EXERCISE MATERIALS
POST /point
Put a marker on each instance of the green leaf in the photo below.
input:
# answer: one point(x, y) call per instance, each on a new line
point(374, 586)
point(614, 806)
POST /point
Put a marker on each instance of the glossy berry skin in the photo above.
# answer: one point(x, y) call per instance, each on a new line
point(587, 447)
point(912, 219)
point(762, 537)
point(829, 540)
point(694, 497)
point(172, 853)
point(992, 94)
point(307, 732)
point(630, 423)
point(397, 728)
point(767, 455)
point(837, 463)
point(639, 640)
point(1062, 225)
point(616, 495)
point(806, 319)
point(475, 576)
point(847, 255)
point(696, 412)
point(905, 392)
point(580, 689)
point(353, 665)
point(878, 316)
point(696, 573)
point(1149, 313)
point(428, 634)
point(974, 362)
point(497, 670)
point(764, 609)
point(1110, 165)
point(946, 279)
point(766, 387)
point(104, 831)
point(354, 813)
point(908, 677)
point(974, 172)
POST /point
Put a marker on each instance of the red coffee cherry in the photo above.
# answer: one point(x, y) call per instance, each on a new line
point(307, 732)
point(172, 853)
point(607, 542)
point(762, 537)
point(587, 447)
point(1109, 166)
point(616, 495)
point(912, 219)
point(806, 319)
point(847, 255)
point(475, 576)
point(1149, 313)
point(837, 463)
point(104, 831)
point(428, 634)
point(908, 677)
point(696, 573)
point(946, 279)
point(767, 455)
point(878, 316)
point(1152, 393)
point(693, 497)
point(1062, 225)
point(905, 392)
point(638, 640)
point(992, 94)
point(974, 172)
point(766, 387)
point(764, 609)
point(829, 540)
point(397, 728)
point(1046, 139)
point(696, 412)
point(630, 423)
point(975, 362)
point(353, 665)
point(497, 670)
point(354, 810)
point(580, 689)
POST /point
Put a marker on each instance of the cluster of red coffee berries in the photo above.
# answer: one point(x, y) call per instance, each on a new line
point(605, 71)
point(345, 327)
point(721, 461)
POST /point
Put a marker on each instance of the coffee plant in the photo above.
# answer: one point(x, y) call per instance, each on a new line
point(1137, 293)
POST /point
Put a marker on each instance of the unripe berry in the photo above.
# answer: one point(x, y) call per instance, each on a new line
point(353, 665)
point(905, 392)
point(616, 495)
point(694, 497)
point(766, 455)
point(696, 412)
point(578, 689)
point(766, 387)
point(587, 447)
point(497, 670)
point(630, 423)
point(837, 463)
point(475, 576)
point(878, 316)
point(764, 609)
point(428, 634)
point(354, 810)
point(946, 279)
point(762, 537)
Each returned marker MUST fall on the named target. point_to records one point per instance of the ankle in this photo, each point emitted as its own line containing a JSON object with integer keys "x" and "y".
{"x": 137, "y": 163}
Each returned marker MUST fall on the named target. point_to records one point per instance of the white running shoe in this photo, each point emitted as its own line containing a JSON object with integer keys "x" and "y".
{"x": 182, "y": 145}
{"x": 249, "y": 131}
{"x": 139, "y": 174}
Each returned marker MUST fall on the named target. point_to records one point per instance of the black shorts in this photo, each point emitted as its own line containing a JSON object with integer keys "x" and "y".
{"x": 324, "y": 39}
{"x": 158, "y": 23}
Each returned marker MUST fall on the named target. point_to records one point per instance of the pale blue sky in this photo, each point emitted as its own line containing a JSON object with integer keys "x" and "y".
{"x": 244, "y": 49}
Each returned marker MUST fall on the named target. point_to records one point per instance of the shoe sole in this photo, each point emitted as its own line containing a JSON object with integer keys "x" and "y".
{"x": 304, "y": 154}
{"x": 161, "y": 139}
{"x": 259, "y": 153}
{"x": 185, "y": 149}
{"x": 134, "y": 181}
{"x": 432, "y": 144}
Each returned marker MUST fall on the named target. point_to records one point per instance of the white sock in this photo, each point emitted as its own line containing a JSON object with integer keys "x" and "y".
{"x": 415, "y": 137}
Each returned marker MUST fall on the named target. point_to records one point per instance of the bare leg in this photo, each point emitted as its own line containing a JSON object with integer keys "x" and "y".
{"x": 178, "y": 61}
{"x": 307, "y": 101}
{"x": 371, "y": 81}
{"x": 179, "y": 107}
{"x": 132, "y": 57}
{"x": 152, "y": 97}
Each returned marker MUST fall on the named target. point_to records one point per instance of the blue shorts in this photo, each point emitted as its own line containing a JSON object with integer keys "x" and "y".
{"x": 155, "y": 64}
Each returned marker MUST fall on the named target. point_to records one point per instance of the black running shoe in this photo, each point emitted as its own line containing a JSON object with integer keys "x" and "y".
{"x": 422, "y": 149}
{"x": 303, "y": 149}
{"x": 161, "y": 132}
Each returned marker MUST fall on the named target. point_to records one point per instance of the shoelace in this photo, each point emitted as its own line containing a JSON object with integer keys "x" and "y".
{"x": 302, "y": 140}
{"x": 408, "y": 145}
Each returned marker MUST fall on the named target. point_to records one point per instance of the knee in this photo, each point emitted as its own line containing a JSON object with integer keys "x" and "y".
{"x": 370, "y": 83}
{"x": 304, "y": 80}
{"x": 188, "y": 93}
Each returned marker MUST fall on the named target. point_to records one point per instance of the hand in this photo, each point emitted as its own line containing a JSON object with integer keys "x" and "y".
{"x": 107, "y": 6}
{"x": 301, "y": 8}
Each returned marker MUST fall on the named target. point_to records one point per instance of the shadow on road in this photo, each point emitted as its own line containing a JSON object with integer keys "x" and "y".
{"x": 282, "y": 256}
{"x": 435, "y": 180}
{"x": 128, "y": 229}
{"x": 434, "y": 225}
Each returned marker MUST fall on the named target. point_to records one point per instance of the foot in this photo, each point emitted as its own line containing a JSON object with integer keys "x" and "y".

PROBLEM TO SOLVE
Please turn every line of the records above into a Markdown table with the columns Row and Line, numbering each line and leaving out blank ones.

REPLY
| Row | Line |
|---|---|
| 1 | POST /point |
| 2 | Put a marker on each instance of the green leaf in the photo below. |
| 3 | input: |
| 4 | # answer: one point(x, y) call per instance, each on a new line |
| 5 | point(374, 586) |
| 6 | point(614, 806) |
| 7 | POST /point |
| 8 | Put a marker on each instance of the glossy berry skin in the photo above. |
| 9 | # answer: one point(x, y) call per instance, each on a new line |
| 10 | point(587, 447) |
| 11 | point(912, 219) |
| 12 | point(762, 537) |
| 13 | point(829, 540) |
| 14 | point(694, 497) |
| 15 | point(172, 853) |
| 16 | point(992, 94) |
| 17 | point(307, 732) |
| 18 | point(630, 423) |
| 19 | point(397, 728) |
| 20 | point(767, 455) |
| 21 | point(837, 463) |
| 22 | point(639, 640) |
| 23 | point(1062, 225) |
| 24 | point(616, 495) |
| 25 | point(806, 319) |
| 26 | point(475, 576) |
| 27 | point(847, 255) |
| 28 | point(696, 412) |
| 29 | point(905, 392) |
| 30 | point(580, 689) |
| 31 | point(353, 665) |
| 32 | point(878, 316) |
| 33 | point(696, 573) |
| 34 | point(1149, 313) |
| 35 | point(428, 634) |
| 36 | point(974, 362) |
| 37 | point(497, 670) |
| 38 | point(764, 609) |
| 39 | point(1110, 165) |
| 40 | point(946, 279) |
| 41 | point(766, 387) |
| 42 | point(104, 831) |
| 43 | point(354, 813) |
| 44 | point(908, 677) |
| 45 | point(974, 172) |
| 46 | POST /point |
| 47 | Put a marker on each instance of the red coffee cherry in the photo above. |
| 48 | # answer: one point(x, y) call per instance, each on a new line |
| 49 | point(307, 732) |
| 50 | point(172, 853) |
| 51 | point(607, 542) |
| 52 | point(762, 537) |
| 53 | point(587, 447) |
| 54 | point(1109, 166) |
| 55 | point(616, 495) |
| 56 | point(912, 219) |
| 57 | point(806, 319) |
| 58 | point(847, 255) |
| 59 | point(475, 576) |
| 60 | point(1149, 313) |
| 61 | point(837, 463) |
| 62 | point(104, 831) |
| 63 | point(428, 634) |
| 64 | point(908, 677) |
| 65 | point(696, 573) |
| 66 | point(946, 279) |
| 67 | point(767, 455) |
| 68 | point(878, 316) |
| 69 | point(1152, 393) |
| 70 | point(693, 497) |
| 71 | point(1062, 225) |
| 72 | point(905, 392) |
| 73 | point(638, 640) |
| 74 | point(992, 94) |
| 75 | point(974, 172) |
| 76 | point(766, 387) |
| 77 | point(764, 609) |
| 78 | point(829, 540) |
| 79 | point(397, 728) |
| 80 | point(1046, 139) |
| 81 | point(696, 412) |
| 82 | point(630, 423) |
| 83 | point(975, 362) |
| 84 | point(353, 665) |
| 85 | point(497, 670) |
| 86 | point(354, 810) |
| 87 | point(580, 689) |
| 88 | POST /point |
| 89 | Put a marker on each instance of the cluster of red coffee berries in the photo above. |
| 90 | # answer: one point(x, y) call per instance, each on a new line |
| 91 | point(605, 71) |
| 92 | point(345, 327) |
| 93 | point(721, 461) |
| 94 | POST /point |
| 95 | Put a marker on each instance of the coffee plant in the photo above. |
| 96 | # answer: one point(x, y) call per instance, each on a new line |
| 97 | point(1137, 293) |
| 98 | POST /point |
| 99 | Put a marker on each instance of the unripe berry in the photo above. |
| 100 | # answer: one point(x, y) call per instance, each on a new line |
| 101 | point(353, 665) |
| 102 | point(905, 392) |
| 103 | point(616, 495) |
| 104 | point(694, 497) |
| 105 | point(766, 455) |
| 106 | point(696, 412) |
| 107 | point(578, 689) |
| 108 | point(766, 387) |
| 109 | point(587, 447) |
| 110 | point(497, 670) |
| 111 | point(630, 423) |
| 112 | point(837, 463) |
| 113 | point(475, 576) |
| 114 | point(878, 316) |
| 115 | point(764, 609) |
| 116 | point(428, 634) |
| 117 | point(354, 810) |
| 118 | point(946, 279) |
| 119 | point(762, 537) |
| 120 | Each returned marker MUST fall on the named target. point_to records one point per instance of the ankle in this photo, each point emitted as its own line containing a JSON object with integer keys "x" and "y". |
| 121 | {"x": 137, "y": 163} |
| 122 | Each returned marker MUST fall on the named target. point_to records one point per instance of the white running shoe in this photo, each point emitted as its own line containing a JSON object with integer keys "x" and "y". |
| 123 | {"x": 182, "y": 145} |
| 124 | {"x": 249, "y": 131} |
| 125 | {"x": 139, "y": 174} |
| 126 | Each returned marker MUST fall on the named target. point_to records one point per instance of the black shorts in this photo, each point emitted as its own line containing a JSON object with integer keys "x" and "y". |
| 127 | {"x": 324, "y": 39} |
| 128 | {"x": 158, "y": 23} |
| 129 | Each returned marker MUST fall on the named target. point_to records one point per instance of the pale blue sky in this photo, each point emitted as its own line containing a JSON object with integer keys "x" and "y". |
| 130 | {"x": 244, "y": 49} |
| 131 | Each returned marker MUST fall on the named target. point_to records one point per instance of the shoe sole in this photo, each point emitted as its own line containing a JSON object with integer keys "x" and "y". |
| 132 | {"x": 304, "y": 154} |
| 133 | {"x": 161, "y": 139} |
| 134 | {"x": 259, "y": 153} |
| 135 | {"x": 185, "y": 149} |
| 136 | {"x": 134, "y": 181} |
| 137 | {"x": 432, "y": 144} |
| 138 | Each returned marker MUST fall on the named target. point_to records one point per instance of the white sock in this photo, each point emitted as its own line containing a JSON object with integer keys "x" and "y". |
| 139 | {"x": 415, "y": 137} |
| 140 | Each returned marker MUST fall on the named target. point_to records one point per instance of the bare leg in this photo, each point emitted as its own line containing a JSON object with integer keys "x" and "y". |
| 141 | {"x": 178, "y": 61} |
| 142 | {"x": 307, "y": 101} |
| 143 | {"x": 371, "y": 81} |
| 144 | {"x": 179, "y": 107} |
| 145 | {"x": 132, "y": 57} |
| 146 | {"x": 152, "y": 97} |
| 147 | Each returned marker MUST fall on the named target. point_to records one point per instance of the blue shorts in this photo, each point emitted as its own line containing a JSON object with integer keys "x" and "y". |
| 148 | {"x": 155, "y": 64} |
| 149 | Each returned marker MUST fall on the named target. point_to records one point per instance of the black running shoe in this photo, each point emitted as its own line containing a JSON object with integer keys "x" and "y". |
| 150 | {"x": 422, "y": 149} |
| 151 | {"x": 303, "y": 149} |
| 152 | {"x": 161, "y": 132} |
| 153 | Each returned marker MUST fall on the named target. point_to records one point per instance of the shoelace in this photo, each point emitted as its own line containing a JSON object with integer keys "x" and "y". |
| 154 | {"x": 302, "y": 140} |
| 155 | {"x": 408, "y": 145} |
| 156 | Each returned marker MUST fall on the named target. point_to records one point per instance of the knee in this photo, each point emitted as its own line containing a JSON object with integer keys "x" and "y". |
| 157 | {"x": 370, "y": 83} |
| 158 | {"x": 304, "y": 80} |
| 159 | {"x": 188, "y": 93} |
| 160 | Each returned marker MUST fall on the named target. point_to records one point per instance of the hand in this photo, each point emitted as its own line containing a JSON object with integer keys "x" and "y". |
| 161 | {"x": 107, "y": 6} |
| 162 | {"x": 301, "y": 8} |
| 163 | Each returned marker MUST fall on the named target. point_to records one point per instance of the shadow on road in this photo, each point emitted as its own line containing a JSON object with integer keys "x" and "y". |
| 164 | {"x": 282, "y": 256} |
| 165 | {"x": 435, "y": 180} |
| 166 | {"x": 128, "y": 229} |
| 167 | {"x": 434, "y": 225} |
| 168 | Each returned marker MUST fall on the named target. point_to records one point per instance of the foot in this photo, each point emitted as its own line containing a JSON object with integer keys "x" and "y". |